**Set of tasks**
• 1. Answer these questions about the keynote abstract on breaking the memory wall:
(a) As foundation models scale, what is the dominant bottleneck shifting to?
(b) For which kind of AI systems is this trend described as especially acute?
(c) After considering how memory demand can be reduced at its source, what does the talk turn to next?
• 2. Which layers of the stack does the keynote abstract on breaking the memory wall say its unified perspective spans? List all of them.
• 3. Carry the keynote abstract on breaking the memory wall forward from its last sentence.

**Supplied text**
+++
Keynote Talks

Breaking the Memory Wall for Foundation Models: From Algorithm to Silicon

Abstract

As foundation models continue to scale, the dominant bottleneck is shifting from compute to memory—capacity, bandwidth, and data movement. This trend is especially acute for emerging agentic AI systems, where long contexts, persistent state, and multi-step reasoning place unprecedented pressure on the memory hierarchy. This talk argues that breaking the memory wall requires a coordinated effort across the entire stack, and offers a unified perspective spanning algorithms, systems, architecture, and silicon.

The talk first considers how memory demand can be reduced at its source, through algorithm- and system-level techniques that reshape how models store and move data during inference. It then turns to memory-centric accelerator design, showing how such techniques can be co-designed with the underlying hardware rather than treated in isolation. Finally, it looks toward silicon realization and the future of memory-centric accelerators purpose-built for foundation models and agent systems. The unifying thread—from memory compression to scheduling to memory-centric architecture and specialized chips—points toward a practical path for sustaining the continued scaling of foundation models.
+++
**Information given**

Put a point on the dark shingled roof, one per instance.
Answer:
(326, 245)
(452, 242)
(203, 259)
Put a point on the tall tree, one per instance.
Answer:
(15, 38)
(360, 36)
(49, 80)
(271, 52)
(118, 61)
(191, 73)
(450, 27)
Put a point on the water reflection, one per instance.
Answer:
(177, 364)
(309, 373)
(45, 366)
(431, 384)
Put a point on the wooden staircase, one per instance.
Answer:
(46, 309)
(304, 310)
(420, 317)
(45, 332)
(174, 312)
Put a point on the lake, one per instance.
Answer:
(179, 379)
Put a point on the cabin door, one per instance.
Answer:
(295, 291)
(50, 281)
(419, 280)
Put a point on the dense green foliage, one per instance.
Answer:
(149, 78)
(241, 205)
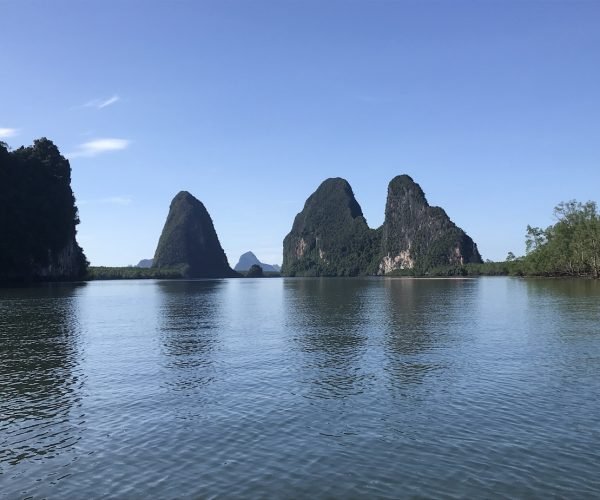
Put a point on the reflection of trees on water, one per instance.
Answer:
(189, 319)
(567, 308)
(329, 326)
(420, 317)
(40, 376)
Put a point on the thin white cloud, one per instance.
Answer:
(108, 102)
(5, 133)
(116, 200)
(99, 146)
(101, 103)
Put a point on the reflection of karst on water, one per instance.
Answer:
(40, 374)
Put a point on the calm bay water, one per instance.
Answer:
(301, 388)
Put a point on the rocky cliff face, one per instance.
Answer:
(189, 241)
(38, 216)
(248, 259)
(330, 236)
(418, 236)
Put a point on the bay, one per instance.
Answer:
(385, 388)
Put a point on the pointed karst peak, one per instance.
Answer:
(404, 186)
(189, 241)
(418, 236)
(338, 191)
(330, 236)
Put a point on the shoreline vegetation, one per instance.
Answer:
(330, 237)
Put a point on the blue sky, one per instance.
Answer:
(492, 106)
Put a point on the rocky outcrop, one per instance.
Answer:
(418, 236)
(38, 216)
(248, 259)
(330, 236)
(190, 243)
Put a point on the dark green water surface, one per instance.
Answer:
(301, 388)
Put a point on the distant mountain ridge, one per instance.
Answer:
(248, 259)
(330, 236)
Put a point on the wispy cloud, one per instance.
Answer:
(99, 146)
(116, 200)
(111, 200)
(102, 103)
(5, 133)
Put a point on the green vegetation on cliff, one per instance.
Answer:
(330, 237)
(190, 243)
(38, 215)
(131, 273)
(420, 237)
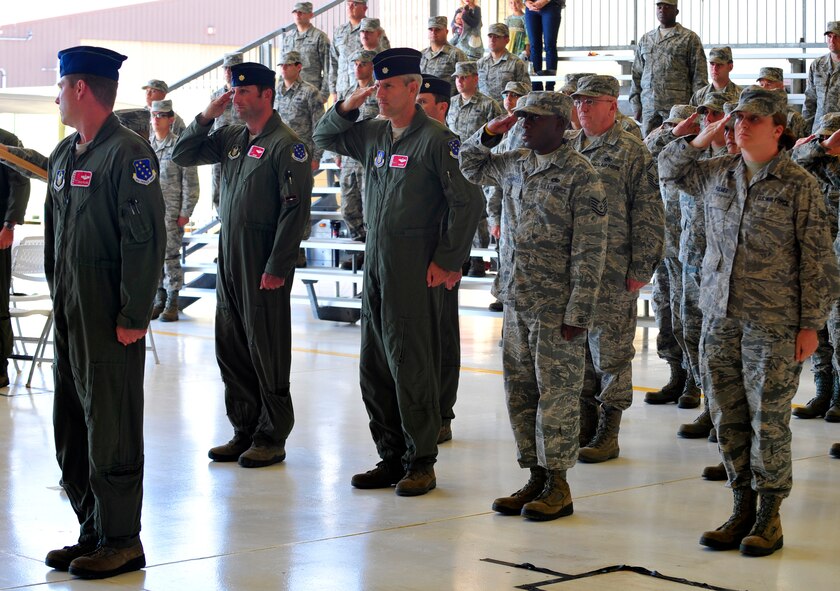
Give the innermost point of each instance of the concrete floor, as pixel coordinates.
(300, 525)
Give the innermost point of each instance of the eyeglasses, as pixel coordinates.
(589, 102)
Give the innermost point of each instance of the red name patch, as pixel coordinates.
(398, 161)
(81, 178)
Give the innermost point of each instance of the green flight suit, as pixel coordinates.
(412, 185)
(264, 207)
(104, 241)
(14, 196)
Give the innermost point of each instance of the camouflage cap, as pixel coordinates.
(829, 123)
(597, 85)
(232, 59)
(545, 103)
(515, 87)
(498, 29)
(363, 55)
(466, 69)
(570, 82)
(680, 113)
(760, 101)
(720, 55)
(157, 85)
(164, 106)
(290, 57)
(370, 24)
(771, 74)
(437, 22)
(714, 102)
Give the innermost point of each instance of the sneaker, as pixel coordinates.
(60, 559)
(107, 561)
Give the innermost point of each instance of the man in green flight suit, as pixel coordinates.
(104, 243)
(264, 207)
(414, 188)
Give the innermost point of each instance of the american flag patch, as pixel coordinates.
(299, 152)
(144, 174)
(81, 178)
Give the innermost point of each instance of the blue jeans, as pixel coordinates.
(543, 26)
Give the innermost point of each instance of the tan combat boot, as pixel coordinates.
(729, 535)
(513, 504)
(766, 535)
(554, 501)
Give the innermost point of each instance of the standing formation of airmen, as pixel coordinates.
(735, 224)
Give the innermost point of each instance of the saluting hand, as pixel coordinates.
(705, 137)
(216, 107)
(502, 124)
(355, 100)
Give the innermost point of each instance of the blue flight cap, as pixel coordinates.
(397, 61)
(85, 59)
(249, 73)
(435, 85)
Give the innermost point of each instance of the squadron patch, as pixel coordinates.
(454, 148)
(81, 178)
(599, 208)
(58, 180)
(299, 153)
(144, 174)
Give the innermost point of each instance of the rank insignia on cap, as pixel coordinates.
(144, 174)
(299, 153)
(81, 178)
(454, 148)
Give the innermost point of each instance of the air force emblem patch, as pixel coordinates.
(454, 148)
(144, 174)
(299, 153)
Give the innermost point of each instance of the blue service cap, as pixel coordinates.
(251, 73)
(85, 59)
(435, 85)
(397, 61)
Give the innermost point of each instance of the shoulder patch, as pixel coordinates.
(454, 148)
(299, 153)
(144, 174)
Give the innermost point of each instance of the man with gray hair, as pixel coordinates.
(314, 48)
(440, 57)
(669, 65)
(720, 66)
(346, 42)
(499, 66)
(635, 238)
(553, 246)
(822, 90)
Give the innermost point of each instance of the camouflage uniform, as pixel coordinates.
(314, 47)
(179, 185)
(352, 178)
(666, 72)
(493, 75)
(767, 273)
(822, 90)
(346, 42)
(634, 250)
(553, 246)
(442, 63)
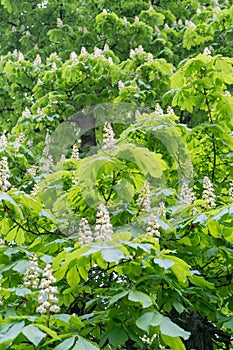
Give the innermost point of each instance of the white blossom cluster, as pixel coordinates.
(31, 277)
(26, 113)
(102, 231)
(158, 110)
(32, 170)
(48, 164)
(137, 115)
(152, 228)
(189, 24)
(208, 193)
(47, 299)
(106, 47)
(84, 233)
(150, 57)
(1, 302)
(162, 209)
(186, 196)
(103, 228)
(110, 61)
(37, 60)
(4, 174)
(108, 136)
(97, 52)
(231, 190)
(206, 51)
(143, 201)
(180, 22)
(121, 85)
(35, 190)
(43, 4)
(75, 152)
(73, 57)
(59, 23)
(3, 141)
(170, 110)
(18, 141)
(2, 242)
(83, 51)
(40, 111)
(19, 55)
(138, 49)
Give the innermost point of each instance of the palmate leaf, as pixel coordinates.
(140, 297)
(148, 162)
(66, 344)
(12, 331)
(33, 334)
(166, 326)
(83, 344)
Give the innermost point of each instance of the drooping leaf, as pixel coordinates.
(33, 334)
(140, 297)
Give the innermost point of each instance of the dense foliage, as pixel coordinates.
(116, 178)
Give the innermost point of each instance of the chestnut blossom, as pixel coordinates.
(32, 171)
(121, 85)
(35, 190)
(208, 193)
(108, 136)
(231, 190)
(37, 60)
(59, 23)
(206, 51)
(158, 110)
(143, 201)
(3, 141)
(47, 298)
(84, 233)
(73, 56)
(4, 175)
(103, 228)
(83, 51)
(26, 113)
(75, 153)
(162, 209)
(170, 110)
(186, 196)
(18, 141)
(152, 228)
(31, 277)
(97, 52)
(1, 302)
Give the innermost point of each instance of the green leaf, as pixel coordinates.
(117, 297)
(174, 343)
(111, 254)
(165, 263)
(12, 332)
(83, 344)
(167, 327)
(49, 331)
(149, 319)
(72, 276)
(214, 228)
(117, 336)
(140, 297)
(66, 344)
(201, 282)
(33, 334)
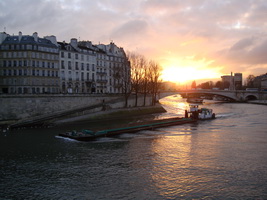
+++
**Your written answers**
• 1.
(a) Memory: capacity, bandwidth, and data movement.
(b) Emerging agentic AI systems.
(c) Memory-centric accelerator design.

• 2.
- Algorithms
- Systems
- Architecture
- Silicon

• 3.
Bio

Yiran Chen is the John Cocke Distinguished Professor of Electrical and Computer Engineering at Duke University. He serves as the Principal Investigator and Director of the NSF AI Institute for Edge Computing Leveraging Next Generation Networks (Athena), the Director of Institute for AI Engineering (IAIE), and the Co-Director of the Duke Center for Computational Evolutionary Intelligence (DCEI). His research group focuses on innovations in emerging memory and storage systems, machine learning and neuromorphic computing, and edge AI. Dr. Chen has authored over 700 publications and holds 96 U.S. patents. His work has received widespread recognition, including two Test-of-Time Awards and 15 Best Paper/Poster Awards. He is the recipient of the IEEE Circuits and Systems Society’s Charles A. Desoer Technical Achievement Award and the IEEE Computer Society’s Edward J. McCluskey Technical Achievement Award. He also serves as the inaugural Editor-in-Chief of the IEEE Transactions on Circuits and Systems for Artificial Intelligence (TCASAI) and the founding Chair of the IEEE Circuits and Systems Society’s Machine Learning Circuits and Systems (MLCAS) Technical Committee. Dr. Chen is a Fellow of the AAAS, ACM, IEEE, and NAI, and a member of the European Academy of Sciences and Arts.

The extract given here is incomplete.